#### [Your instructions]
Starting from the line with "Look at the photo above. For every instance of the tree", transcribe each line to the end of the records below. Copy them exactly and write nothing else.
*** Begin section ***
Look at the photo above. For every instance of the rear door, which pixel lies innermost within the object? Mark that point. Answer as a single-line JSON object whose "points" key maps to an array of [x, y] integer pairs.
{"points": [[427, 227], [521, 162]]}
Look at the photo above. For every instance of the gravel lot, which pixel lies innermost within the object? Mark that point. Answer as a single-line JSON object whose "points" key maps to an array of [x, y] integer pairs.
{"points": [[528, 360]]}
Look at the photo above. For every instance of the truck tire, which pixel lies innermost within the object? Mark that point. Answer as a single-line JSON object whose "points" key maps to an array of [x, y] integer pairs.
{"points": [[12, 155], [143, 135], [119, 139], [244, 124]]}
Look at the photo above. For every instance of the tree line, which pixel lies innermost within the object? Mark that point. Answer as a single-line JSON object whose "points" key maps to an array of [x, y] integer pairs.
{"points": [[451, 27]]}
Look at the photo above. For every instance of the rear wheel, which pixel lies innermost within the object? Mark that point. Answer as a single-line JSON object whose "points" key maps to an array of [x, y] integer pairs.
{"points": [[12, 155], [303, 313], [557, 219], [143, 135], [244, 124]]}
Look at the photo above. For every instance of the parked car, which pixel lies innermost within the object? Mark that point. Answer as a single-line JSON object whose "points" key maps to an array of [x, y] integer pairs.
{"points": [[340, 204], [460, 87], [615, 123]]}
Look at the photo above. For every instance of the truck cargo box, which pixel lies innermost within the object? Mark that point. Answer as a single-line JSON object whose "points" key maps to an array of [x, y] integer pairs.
*** End section ***
#### [Final answer]
Look at the photo above. For every instance of the tree line, which pixel lies innermost within the object? Mark that point. Answer as a single-line JSON object whose "points" key maps to an array of [x, y] integer pairs.
{"points": [[451, 27]]}
Look at the photo above. For every instance of the rear wheel, which pixel lies innermost within the object? Mark that point. Answer as a single-line JSON object whose "points" key maps to an array of [x, y] integer pairs.
{"points": [[12, 155], [303, 313], [557, 219], [143, 135], [244, 124]]}
Look at the photo above. For every instance of the parked car, which pixel lies innermost within the object? Mark that point. Answer as a single-line JSON object whose "points" key maps to an array of [x, y] integer pairs.
{"points": [[340, 204], [460, 87], [615, 123]]}
Look at the photo above. For every instance of the truck cargo box, which pixel lies innermost within the object? Mark that point. Answer as a single-line JSON object whose "points" key maps to an array of [x, y] integer pairs.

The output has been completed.